:: Given task ::
Recast the lines as a Markdown table with the columns Row and Line, numbering each line and omitting blank lines. Start at the line containing "Annotation objective: produce a bounding box for the electrical" and stop after the line containing "[0,196,149,264]".

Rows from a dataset
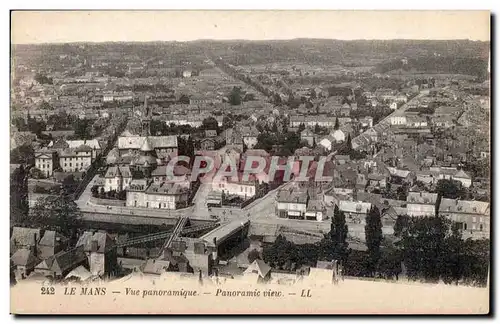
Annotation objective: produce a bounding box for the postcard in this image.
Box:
[9,10,491,315]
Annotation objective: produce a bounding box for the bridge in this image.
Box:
[116,217,219,251]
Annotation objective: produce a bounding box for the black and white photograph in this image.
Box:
[9,10,492,315]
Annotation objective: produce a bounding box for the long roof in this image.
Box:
[439,198,490,215]
[118,135,178,150]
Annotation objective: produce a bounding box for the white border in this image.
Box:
[0,0,500,323]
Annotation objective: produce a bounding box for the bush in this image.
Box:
[248,249,261,263]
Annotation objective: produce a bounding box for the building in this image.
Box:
[406,116,429,128]
[126,181,189,210]
[38,230,69,260]
[300,128,314,147]
[389,116,406,126]
[276,187,309,219]
[65,139,102,161]
[118,135,178,156]
[35,245,88,279]
[338,200,372,225]
[76,231,117,277]
[331,129,345,143]
[241,127,259,149]
[406,192,438,217]
[59,145,93,172]
[104,166,132,192]
[212,175,258,199]
[439,198,490,237]
[35,149,57,177]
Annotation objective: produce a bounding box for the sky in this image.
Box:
[11,11,490,44]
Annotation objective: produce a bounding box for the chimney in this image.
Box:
[90,240,98,252]
[33,233,38,256]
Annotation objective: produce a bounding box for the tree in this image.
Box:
[10,144,35,165]
[436,179,464,199]
[365,206,383,275]
[248,249,260,264]
[10,165,29,225]
[200,117,219,133]
[330,205,349,264]
[61,174,78,196]
[30,167,45,179]
[90,185,99,198]
[179,94,189,105]
[30,195,82,238]
[222,116,234,129]
[229,87,242,106]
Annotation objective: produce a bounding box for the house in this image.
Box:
[333,155,351,165]
[452,170,472,188]
[305,199,326,222]
[406,116,429,128]
[35,245,88,279]
[243,259,271,282]
[276,187,309,219]
[10,226,41,253]
[389,116,407,126]
[151,164,191,189]
[126,181,189,209]
[63,139,102,161]
[205,129,217,137]
[331,129,346,143]
[200,137,216,151]
[364,127,379,142]
[439,198,490,237]
[406,192,438,217]
[240,127,259,149]
[10,247,40,280]
[35,149,57,177]
[387,167,415,184]
[431,116,455,128]
[59,145,92,172]
[212,175,258,199]
[415,170,439,186]
[104,166,132,192]
[359,116,373,128]
[117,135,178,156]
[300,128,314,147]
[318,135,336,151]
[38,230,69,260]
[76,231,117,276]
[338,200,372,225]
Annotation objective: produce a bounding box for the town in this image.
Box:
[10,39,491,286]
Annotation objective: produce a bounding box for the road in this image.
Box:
[352,93,426,147]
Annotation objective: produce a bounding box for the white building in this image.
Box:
[406,192,438,217]
[59,145,93,172]
[212,177,257,199]
[126,180,189,210]
[390,116,406,125]
[104,166,132,191]
[35,150,56,177]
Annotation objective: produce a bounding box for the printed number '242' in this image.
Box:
[40,287,56,295]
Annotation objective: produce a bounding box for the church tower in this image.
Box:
[141,96,151,136]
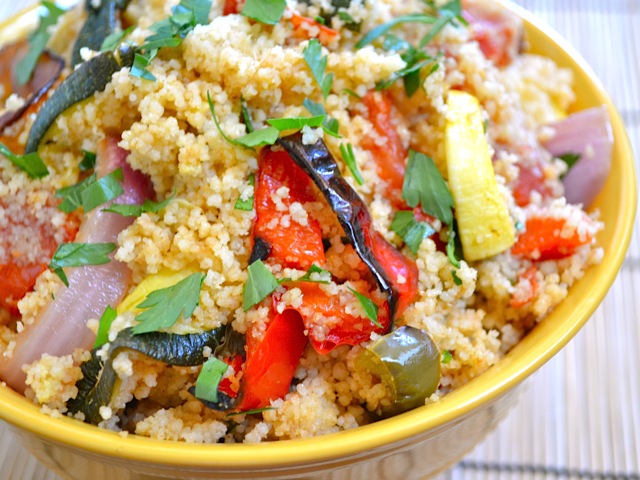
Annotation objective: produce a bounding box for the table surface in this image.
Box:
[0,0,640,480]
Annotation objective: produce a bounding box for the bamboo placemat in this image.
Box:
[0,0,640,480]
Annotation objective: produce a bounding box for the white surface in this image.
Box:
[0,0,640,480]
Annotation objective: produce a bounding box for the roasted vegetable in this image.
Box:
[445,90,515,261]
[25,45,134,153]
[67,327,225,425]
[71,0,129,66]
[355,326,440,417]
[278,133,418,319]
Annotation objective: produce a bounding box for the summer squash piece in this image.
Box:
[0,137,151,393]
[25,45,134,153]
[278,133,418,318]
[71,0,129,66]
[445,90,515,261]
[355,326,441,417]
[543,106,613,207]
[67,327,224,425]
[0,40,64,138]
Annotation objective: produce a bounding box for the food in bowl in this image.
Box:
[0,0,611,443]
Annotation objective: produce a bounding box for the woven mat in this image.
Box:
[0,0,640,480]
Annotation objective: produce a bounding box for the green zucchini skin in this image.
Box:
[25,45,135,154]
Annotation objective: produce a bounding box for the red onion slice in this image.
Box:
[0,138,151,393]
[543,106,613,207]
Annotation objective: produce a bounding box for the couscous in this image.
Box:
[0,0,610,443]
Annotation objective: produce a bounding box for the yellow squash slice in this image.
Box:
[445,90,515,262]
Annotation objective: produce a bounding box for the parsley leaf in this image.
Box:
[100,25,136,52]
[349,287,382,327]
[80,168,124,212]
[131,273,205,335]
[0,143,49,178]
[242,260,280,312]
[340,143,364,185]
[195,357,229,402]
[356,13,438,48]
[240,0,287,25]
[233,173,256,212]
[102,193,176,217]
[93,305,118,348]
[402,150,453,225]
[80,150,96,172]
[15,1,66,86]
[391,210,435,254]
[302,98,342,138]
[302,38,333,100]
[49,243,116,287]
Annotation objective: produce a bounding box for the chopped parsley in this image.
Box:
[391,210,435,254]
[195,357,229,402]
[56,168,124,213]
[402,150,454,225]
[340,143,364,185]
[15,1,66,85]
[49,243,116,287]
[132,273,205,335]
[233,173,256,212]
[131,0,212,81]
[0,143,49,178]
[240,0,287,25]
[93,305,118,348]
[242,260,280,312]
[349,287,382,327]
[102,193,176,217]
[302,38,333,100]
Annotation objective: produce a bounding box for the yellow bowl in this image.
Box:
[0,2,637,480]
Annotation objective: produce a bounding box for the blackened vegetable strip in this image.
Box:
[67,327,225,425]
[71,0,129,66]
[25,45,134,154]
[278,133,399,318]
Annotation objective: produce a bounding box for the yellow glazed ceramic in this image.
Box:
[0,4,637,480]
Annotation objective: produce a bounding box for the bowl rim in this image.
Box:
[0,0,637,471]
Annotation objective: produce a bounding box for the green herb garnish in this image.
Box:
[349,287,382,327]
[402,150,454,225]
[391,210,435,254]
[49,243,116,287]
[132,273,205,335]
[340,143,364,185]
[233,173,256,212]
[242,260,280,312]
[15,1,66,86]
[195,357,229,402]
[240,0,287,25]
[302,38,333,100]
[93,306,118,348]
[0,143,49,178]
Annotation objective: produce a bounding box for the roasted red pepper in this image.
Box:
[235,309,307,411]
[253,148,325,270]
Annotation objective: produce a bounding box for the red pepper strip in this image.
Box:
[362,90,408,208]
[278,133,417,318]
[236,309,307,412]
[0,39,64,138]
[462,1,522,67]
[218,355,244,398]
[0,198,78,315]
[289,10,338,45]
[253,148,325,270]
[296,283,389,355]
[222,0,240,15]
[511,217,591,260]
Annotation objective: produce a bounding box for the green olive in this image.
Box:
[355,326,440,417]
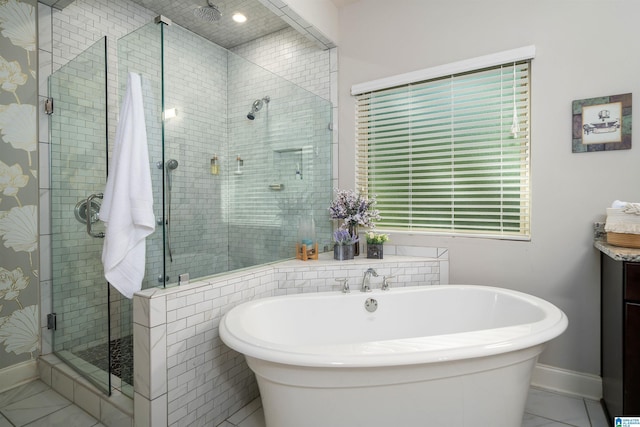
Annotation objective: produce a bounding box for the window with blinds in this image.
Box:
[356,60,530,239]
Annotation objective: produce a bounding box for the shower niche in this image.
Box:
[50,18,332,396]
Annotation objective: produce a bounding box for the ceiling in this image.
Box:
[131,0,289,49]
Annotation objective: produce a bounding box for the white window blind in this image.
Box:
[356,60,530,239]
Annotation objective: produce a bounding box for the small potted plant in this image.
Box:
[333,228,358,261]
[366,231,389,259]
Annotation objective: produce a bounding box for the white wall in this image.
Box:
[338,0,640,375]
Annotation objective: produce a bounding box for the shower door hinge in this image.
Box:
[47,313,58,331]
[44,98,53,115]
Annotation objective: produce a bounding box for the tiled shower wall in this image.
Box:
[39,0,336,362]
[134,252,448,427]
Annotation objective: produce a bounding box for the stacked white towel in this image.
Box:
[604,200,640,234]
[100,73,155,298]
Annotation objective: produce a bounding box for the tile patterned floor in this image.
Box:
[0,381,103,427]
[0,381,609,427]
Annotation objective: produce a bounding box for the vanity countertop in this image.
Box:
[593,240,640,262]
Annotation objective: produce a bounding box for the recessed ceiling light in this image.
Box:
[232,13,247,24]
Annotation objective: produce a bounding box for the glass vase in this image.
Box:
[367,243,384,259]
[333,245,353,261]
[349,224,360,256]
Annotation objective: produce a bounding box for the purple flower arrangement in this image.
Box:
[329,189,380,229]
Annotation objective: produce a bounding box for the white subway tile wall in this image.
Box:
[134,252,448,426]
[40,0,331,362]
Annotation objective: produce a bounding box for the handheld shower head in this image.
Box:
[242,96,271,120]
[167,159,178,170]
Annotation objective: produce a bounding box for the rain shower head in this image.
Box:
[193,0,222,22]
[247,96,271,120]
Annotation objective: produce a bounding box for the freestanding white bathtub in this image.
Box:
[220,285,567,427]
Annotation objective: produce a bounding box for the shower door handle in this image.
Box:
[87,193,104,239]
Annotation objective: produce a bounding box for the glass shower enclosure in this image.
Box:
[50,18,332,396]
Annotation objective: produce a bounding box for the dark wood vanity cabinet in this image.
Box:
[600,253,640,417]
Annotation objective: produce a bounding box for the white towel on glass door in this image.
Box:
[100,73,155,298]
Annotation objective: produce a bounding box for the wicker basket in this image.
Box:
[607,231,640,249]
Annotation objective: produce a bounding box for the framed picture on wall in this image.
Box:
[571,93,631,153]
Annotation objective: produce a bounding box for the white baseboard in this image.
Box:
[0,360,39,393]
[531,363,602,400]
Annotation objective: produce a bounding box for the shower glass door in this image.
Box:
[49,38,112,393]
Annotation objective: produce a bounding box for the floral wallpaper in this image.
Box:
[0,0,40,369]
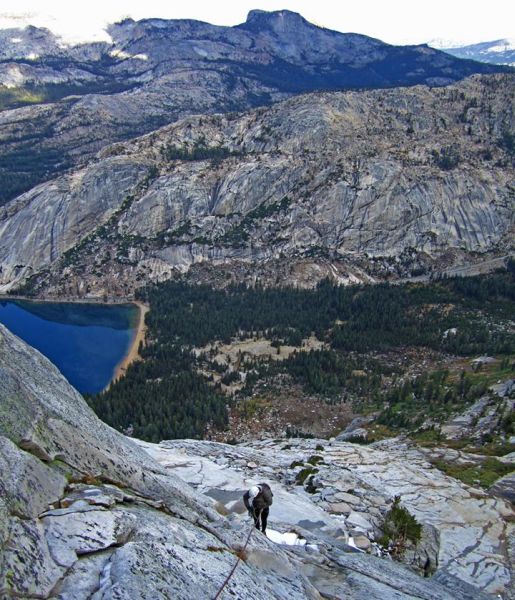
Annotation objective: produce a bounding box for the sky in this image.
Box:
[0,0,515,45]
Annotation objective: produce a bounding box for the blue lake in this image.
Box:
[0,300,139,393]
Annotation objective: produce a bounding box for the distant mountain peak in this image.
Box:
[239,9,314,33]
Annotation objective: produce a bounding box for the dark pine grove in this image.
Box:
[88,262,515,441]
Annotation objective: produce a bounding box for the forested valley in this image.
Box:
[88,262,515,442]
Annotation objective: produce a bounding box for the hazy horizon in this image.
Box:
[0,0,515,46]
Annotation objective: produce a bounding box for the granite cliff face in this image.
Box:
[0,75,514,297]
[0,326,513,600]
[0,11,508,203]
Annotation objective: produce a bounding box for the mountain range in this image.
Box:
[438,38,515,67]
[0,11,509,203]
[0,75,515,297]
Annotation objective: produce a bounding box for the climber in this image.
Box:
[243,483,273,533]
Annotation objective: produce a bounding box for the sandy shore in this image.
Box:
[107,302,149,388]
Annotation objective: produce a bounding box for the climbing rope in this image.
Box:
[213,523,255,600]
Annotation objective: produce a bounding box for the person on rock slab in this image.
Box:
[243,483,273,533]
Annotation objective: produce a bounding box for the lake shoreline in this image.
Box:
[109,301,150,391]
[0,294,150,393]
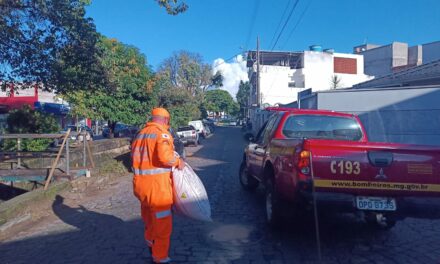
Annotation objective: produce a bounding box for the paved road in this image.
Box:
[0,128,440,264]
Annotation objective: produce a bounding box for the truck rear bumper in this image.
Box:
[301,192,440,219]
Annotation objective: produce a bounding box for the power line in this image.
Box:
[244,0,260,50]
[283,0,313,47]
[269,0,292,47]
[213,52,241,68]
[271,0,299,50]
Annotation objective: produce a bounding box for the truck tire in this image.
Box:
[238,159,259,191]
[365,213,396,230]
[265,176,281,229]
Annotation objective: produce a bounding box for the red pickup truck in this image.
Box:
[239,108,440,228]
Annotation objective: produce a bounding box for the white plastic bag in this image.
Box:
[173,163,212,222]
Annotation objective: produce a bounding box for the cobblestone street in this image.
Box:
[0,127,440,264]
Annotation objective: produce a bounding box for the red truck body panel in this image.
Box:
[246,108,440,217]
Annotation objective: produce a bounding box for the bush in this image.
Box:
[1,106,61,151]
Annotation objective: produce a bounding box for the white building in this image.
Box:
[353,41,440,77]
[247,46,371,106]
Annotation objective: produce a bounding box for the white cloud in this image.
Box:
[212,55,249,100]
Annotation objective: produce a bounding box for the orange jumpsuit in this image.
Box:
[131,122,182,263]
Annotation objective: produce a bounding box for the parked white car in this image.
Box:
[188,120,206,137]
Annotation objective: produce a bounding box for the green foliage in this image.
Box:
[158,51,217,95]
[205,89,239,115]
[156,0,188,16]
[0,0,105,92]
[2,106,60,151]
[64,37,157,125]
[235,81,251,117]
[158,77,200,128]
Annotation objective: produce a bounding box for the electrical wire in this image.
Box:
[282,0,313,47]
[269,0,292,47]
[271,0,300,50]
[244,0,260,50]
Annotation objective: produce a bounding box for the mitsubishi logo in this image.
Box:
[375,168,388,180]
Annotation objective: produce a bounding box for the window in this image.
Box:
[333,57,357,74]
[283,115,362,141]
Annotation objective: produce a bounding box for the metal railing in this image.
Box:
[0,129,95,190]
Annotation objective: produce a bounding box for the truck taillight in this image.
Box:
[298,150,310,175]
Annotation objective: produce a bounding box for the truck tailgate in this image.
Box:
[304,139,440,197]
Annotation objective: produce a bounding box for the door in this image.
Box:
[249,113,280,180]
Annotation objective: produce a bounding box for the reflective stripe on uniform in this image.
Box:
[133,168,171,175]
[153,257,171,263]
[156,210,171,219]
[131,147,148,156]
[136,134,157,140]
[167,157,176,166]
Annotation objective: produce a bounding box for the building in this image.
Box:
[353,59,440,89]
[0,82,70,128]
[292,85,440,146]
[247,46,371,106]
[353,41,440,77]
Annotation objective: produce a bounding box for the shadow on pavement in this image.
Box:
[0,196,149,264]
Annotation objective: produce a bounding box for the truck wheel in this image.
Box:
[239,160,259,191]
[365,213,396,230]
[265,177,281,228]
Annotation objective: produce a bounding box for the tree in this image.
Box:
[157,76,200,128]
[64,37,157,134]
[205,89,239,115]
[2,106,60,151]
[235,81,251,117]
[0,0,103,92]
[330,75,341,89]
[156,0,188,16]
[158,51,223,95]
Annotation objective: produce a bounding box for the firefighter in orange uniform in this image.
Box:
[131,108,185,263]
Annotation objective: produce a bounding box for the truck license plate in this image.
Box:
[356,196,396,211]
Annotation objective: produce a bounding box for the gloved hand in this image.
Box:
[177,158,185,170]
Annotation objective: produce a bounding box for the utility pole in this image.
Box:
[257,37,261,108]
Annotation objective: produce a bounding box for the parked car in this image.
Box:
[239,108,440,228]
[102,123,139,138]
[169,128,186,158]
[188,120,206,137]
[203,119,215,134]
[177,125,199,146]
[54,125,93,146]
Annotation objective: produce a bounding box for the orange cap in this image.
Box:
[151,107,170,118]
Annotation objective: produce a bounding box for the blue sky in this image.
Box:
[88,0,440,68]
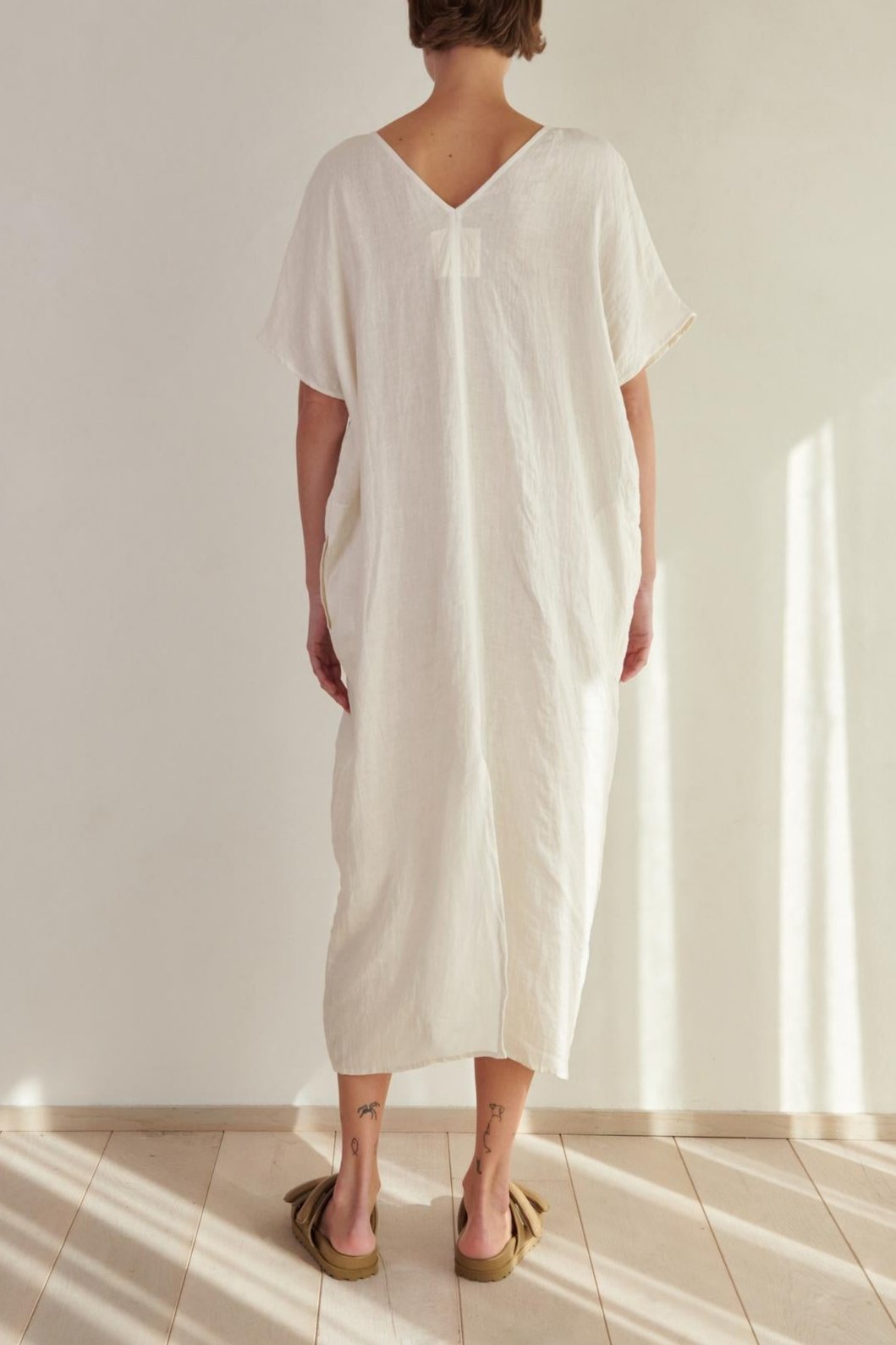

:: Response ::
| Row | Line |
|---|---|
| 1 | Annotation objective: produce a bounding box for the electrical wire in this image. |
| 2 | Box: |
| 3 | [282,0,313,47] |
| 4 | [269,0,292,47] |
| 5 | [271,0,300,50] |
| 6 | [244,0,260,50] |
| 7 | Annotation objective: produce a bounding box for the mitsubishi logo in this image. |
| 8 | Box: |
| 9 | [375,168,388,180] |
| 10 | Annotation objective: produce a bounding box for the window in this image. |
| 11 | Box: |
| 12 | [333,57,357,74] |
| 13 | [283,115,362,141] |
| 14 | Annotation objective: produce a bounding box for the metal railing in this image. |
| 15 | Box: |
| 16 | [0,129,95,190] |
| 17 | Annotation objective: produce a bounding box for the truck taillight in this image. |
| 18 | Box: |
| 19 | [298,150,310,175] |
| 20 | Annotation objective: produce a bounding box for the truck tailgate in this image. |
| 21 | Box: |
| 22 | [304,139,440,197] |
| 23 | Annotation objective: produce a bounding box for the door in this image. |
| 24 | Box: |
| 25 | [249,113,280,180] |
| 26 | Annotation objective: produce a bounding box for the reflective stripe on uniform in this image. |
| 27 | Box: |
| 28 | [133,168,171,175] |
| 29 | [153,257,171,263] |
| 30 | [156,210,171,219] |
| 31 | [131,147,148,156] |
| 32 | [136,134,157,140] |
| 33 | [167,157,176,166] |
| 34 | Annotation objective: produce a bounding box for the building in this image. |
| 35 | Box: |
| 36 | [353,59,440,89] |
| 37 | [0,82,70,128] |
| 38 | [292,85,440,146] |
| 39 | [247,46,371,106] |
| 40 | [353,41,440,77] |
| 41 | Annotation objective: produce a bounding box for the shadow on pavement in this image. |
| 42 | Box: |
| 43 | [0,196,149,264] |